-- Task to complete --
Having found the line containing "Locates the woman's face" in the data below, reproduce that line and each one after it to the end, exactly, and include nothing else.

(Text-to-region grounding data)
---*---

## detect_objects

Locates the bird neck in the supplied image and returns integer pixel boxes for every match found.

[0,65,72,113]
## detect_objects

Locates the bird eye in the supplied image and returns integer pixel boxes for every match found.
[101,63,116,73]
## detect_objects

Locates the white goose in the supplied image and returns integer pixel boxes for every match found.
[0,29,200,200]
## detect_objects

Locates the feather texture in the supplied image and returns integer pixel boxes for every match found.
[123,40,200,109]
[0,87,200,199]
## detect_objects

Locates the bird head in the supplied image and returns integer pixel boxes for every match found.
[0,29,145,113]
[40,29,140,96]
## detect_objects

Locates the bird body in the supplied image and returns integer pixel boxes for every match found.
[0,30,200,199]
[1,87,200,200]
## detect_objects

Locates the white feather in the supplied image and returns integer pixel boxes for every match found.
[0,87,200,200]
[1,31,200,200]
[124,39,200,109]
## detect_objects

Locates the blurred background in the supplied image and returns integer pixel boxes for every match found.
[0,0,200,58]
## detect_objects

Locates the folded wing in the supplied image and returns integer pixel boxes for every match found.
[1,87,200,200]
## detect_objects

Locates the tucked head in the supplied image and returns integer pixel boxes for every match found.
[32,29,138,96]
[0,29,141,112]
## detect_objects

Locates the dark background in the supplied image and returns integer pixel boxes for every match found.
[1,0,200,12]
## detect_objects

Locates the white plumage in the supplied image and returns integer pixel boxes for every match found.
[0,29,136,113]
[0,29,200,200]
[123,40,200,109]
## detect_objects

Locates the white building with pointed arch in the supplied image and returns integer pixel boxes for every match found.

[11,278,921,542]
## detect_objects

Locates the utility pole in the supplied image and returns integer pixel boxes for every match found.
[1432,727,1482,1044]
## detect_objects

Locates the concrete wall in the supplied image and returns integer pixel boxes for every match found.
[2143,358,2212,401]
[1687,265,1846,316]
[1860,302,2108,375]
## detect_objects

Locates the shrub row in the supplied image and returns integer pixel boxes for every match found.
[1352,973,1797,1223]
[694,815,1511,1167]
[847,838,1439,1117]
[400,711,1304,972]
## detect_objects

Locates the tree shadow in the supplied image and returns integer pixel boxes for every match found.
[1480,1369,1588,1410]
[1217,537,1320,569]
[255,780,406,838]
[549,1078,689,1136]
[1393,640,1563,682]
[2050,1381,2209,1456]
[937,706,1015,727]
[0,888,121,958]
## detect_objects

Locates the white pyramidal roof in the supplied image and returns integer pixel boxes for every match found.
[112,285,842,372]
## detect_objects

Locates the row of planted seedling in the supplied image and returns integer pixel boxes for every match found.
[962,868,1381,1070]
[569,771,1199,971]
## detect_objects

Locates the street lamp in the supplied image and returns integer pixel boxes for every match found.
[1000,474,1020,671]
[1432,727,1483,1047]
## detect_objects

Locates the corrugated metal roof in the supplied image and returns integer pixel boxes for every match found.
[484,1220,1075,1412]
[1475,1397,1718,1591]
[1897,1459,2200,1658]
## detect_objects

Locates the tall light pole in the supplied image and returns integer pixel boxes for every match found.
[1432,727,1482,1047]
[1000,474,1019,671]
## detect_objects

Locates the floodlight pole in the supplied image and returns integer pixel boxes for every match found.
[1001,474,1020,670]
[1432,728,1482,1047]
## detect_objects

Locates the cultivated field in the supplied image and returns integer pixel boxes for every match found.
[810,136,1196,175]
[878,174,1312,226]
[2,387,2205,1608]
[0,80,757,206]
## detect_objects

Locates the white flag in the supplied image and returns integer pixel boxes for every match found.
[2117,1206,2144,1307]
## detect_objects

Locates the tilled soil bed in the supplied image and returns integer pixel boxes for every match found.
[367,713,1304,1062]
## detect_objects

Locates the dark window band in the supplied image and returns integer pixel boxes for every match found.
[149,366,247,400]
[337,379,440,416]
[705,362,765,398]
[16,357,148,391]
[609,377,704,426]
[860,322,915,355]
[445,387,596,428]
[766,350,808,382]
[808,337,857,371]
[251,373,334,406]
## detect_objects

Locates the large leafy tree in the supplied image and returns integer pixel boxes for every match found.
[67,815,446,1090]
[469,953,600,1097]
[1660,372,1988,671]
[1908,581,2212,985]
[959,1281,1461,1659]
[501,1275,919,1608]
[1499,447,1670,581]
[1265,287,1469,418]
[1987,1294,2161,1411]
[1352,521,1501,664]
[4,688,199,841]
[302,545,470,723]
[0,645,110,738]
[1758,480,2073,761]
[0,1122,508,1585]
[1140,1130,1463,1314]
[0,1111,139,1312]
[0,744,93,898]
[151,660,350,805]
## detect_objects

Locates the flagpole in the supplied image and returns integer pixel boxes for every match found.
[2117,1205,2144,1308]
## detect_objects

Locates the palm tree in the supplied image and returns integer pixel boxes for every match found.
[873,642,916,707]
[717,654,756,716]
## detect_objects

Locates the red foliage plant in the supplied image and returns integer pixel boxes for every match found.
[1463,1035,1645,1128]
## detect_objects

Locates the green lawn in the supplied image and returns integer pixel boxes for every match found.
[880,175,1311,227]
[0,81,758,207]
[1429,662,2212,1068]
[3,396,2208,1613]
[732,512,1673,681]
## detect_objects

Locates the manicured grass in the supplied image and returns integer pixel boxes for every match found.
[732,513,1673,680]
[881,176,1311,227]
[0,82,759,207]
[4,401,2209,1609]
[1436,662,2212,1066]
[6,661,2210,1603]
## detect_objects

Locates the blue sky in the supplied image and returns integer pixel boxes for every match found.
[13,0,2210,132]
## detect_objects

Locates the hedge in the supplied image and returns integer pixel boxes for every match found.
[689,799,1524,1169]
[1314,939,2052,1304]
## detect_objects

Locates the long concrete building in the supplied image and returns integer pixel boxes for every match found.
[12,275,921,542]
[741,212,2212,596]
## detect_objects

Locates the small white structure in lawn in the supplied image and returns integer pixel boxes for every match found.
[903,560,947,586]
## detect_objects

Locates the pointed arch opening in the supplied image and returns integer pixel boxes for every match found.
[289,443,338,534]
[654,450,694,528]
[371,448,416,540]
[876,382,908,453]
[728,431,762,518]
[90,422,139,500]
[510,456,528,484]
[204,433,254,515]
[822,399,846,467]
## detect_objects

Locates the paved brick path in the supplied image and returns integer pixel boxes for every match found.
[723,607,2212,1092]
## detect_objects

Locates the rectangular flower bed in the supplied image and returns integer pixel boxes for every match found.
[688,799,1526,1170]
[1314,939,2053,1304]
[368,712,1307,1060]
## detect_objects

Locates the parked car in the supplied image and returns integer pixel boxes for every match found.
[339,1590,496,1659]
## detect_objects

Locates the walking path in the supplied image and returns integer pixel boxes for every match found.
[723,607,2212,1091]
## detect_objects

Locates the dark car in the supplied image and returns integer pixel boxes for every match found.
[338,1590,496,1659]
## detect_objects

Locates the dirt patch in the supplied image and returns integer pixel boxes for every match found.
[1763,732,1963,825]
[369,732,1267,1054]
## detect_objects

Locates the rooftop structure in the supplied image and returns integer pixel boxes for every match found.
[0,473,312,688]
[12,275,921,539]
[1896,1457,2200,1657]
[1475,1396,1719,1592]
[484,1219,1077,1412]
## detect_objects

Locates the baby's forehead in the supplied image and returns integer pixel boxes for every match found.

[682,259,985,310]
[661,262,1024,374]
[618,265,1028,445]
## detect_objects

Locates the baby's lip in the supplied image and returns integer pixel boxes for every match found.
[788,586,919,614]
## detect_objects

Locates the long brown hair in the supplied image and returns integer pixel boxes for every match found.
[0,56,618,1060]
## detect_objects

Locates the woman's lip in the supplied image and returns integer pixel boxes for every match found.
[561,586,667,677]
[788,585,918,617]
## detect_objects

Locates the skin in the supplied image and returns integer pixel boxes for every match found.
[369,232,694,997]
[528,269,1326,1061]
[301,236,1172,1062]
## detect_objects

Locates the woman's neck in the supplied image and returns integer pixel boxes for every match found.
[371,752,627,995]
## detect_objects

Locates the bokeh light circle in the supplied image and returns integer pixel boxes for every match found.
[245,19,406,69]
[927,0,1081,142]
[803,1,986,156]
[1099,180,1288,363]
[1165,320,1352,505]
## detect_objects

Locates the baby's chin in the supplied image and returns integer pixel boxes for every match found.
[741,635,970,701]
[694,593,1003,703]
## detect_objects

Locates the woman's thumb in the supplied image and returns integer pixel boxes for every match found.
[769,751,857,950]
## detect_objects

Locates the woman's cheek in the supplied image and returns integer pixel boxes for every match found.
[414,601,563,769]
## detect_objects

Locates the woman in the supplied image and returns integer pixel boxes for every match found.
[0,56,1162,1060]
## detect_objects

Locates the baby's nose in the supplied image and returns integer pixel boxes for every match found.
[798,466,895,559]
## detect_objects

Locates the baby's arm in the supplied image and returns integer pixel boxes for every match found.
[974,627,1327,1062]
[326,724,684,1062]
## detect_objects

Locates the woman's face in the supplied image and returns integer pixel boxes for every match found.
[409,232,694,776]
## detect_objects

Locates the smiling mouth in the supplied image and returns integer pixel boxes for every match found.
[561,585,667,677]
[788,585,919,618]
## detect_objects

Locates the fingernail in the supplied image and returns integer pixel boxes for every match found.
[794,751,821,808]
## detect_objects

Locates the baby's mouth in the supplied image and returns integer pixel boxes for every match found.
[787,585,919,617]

---*---

-- Output below --
Locates the woman's face in the supplied image and returns integer pixel boxes for every match found.
[409,232,694,776]
## detect_objects

Locates the smiling mouth in the supplied image and returns integer pixel boxes for every match found.
[561,585,667,677]
[788,585,919,618]
## detect_objects

Locates the fingernail in the supplied image and returns integer pixel boxes for every match found.
[794,751,821,808]
## detect_objects

Locates the baby's mouth in the supplied image and returns integer pixel boxes for every match found.
[787,585,919,617]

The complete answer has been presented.